### DIRECTION 1
Decide whether each statement agrees with the text about Cavan Huang, answering yes or no and quoting the deciding words: (a) Huang earned his MFA in graphic design in 2005; (b) Huang's BA from McGill University was in architecture; (c) most of Huang's inspiration comes from nature.

##############################

- Occupation(s): Creative director, designer
- Known for: Experience design, product design, graphic design
- Website: cavanthology.com

= Cavan Huang =

Graphic designer

Cavan Huang is a creative director, designer, and design educator. He attended McGill University in Montreal where received his BA in history and urban planning. Huang then studied at Rhode Island School of Design in Providence, Rhode Island, where he received his MFA in graphic design in 2005. He creates digital ideas, products and experiences that make meaningful impact for brands and organizations. Much of his inspiration comes from the details of cities, lights, traffic, sounds, and people. Huangs work can be found in Contemporary Graphic Design, The New York Times, Ad Age, a PBS documentary, the Time Warner Center, AIGA, TED, Cannes Lions, the Webby Awards, and the White House.

##############################

### DIRECTION 2
Locate every line in the rows below that contains the string "cliff".

##############################

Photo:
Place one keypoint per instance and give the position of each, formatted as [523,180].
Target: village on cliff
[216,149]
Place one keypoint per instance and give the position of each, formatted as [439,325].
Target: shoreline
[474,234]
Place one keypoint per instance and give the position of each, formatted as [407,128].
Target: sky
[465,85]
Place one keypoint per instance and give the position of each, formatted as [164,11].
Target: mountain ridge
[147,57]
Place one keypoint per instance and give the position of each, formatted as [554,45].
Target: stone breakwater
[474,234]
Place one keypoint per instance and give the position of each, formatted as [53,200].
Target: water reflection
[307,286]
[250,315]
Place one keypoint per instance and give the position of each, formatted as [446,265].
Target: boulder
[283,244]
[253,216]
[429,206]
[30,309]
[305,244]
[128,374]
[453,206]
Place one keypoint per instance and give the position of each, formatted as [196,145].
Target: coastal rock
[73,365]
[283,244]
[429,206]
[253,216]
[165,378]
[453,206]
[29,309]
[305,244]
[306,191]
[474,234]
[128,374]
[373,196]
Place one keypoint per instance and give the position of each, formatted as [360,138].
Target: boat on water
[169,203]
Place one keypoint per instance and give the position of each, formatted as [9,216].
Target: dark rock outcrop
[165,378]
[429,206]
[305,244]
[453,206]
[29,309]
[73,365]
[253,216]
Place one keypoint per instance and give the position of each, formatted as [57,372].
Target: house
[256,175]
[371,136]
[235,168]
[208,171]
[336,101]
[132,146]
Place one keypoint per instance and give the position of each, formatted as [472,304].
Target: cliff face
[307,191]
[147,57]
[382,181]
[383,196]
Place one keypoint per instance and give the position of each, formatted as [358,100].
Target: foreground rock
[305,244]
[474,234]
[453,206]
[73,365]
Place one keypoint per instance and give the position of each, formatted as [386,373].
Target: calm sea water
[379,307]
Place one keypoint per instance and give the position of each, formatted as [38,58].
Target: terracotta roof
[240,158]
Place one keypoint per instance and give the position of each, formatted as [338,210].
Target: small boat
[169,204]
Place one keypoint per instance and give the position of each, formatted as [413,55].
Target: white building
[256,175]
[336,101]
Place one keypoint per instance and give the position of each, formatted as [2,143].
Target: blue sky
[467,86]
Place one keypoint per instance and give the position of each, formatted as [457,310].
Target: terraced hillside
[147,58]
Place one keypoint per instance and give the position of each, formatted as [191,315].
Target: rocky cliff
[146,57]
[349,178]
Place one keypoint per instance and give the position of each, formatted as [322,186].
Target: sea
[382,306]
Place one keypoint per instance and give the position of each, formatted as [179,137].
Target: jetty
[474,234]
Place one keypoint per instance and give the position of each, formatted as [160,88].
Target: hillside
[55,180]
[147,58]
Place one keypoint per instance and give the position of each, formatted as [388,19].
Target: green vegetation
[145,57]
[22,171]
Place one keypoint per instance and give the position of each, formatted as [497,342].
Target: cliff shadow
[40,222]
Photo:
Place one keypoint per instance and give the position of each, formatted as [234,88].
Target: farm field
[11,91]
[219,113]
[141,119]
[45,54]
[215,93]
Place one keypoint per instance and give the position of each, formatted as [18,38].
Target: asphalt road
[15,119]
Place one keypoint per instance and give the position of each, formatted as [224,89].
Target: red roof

##############################

### OUTPUT 1
(a) Yes: "he received his MFA in graphic design in 2005"
(b) No: "received his BA in history and urban planning"
(c) No: "Much of his inspiration comes from the details of cities, lights, traffic, sounds, and people"

### OUTPUT 2
Target: village on cliff
Target: cliff face
Target: rocky cliff
Target: cliff shadow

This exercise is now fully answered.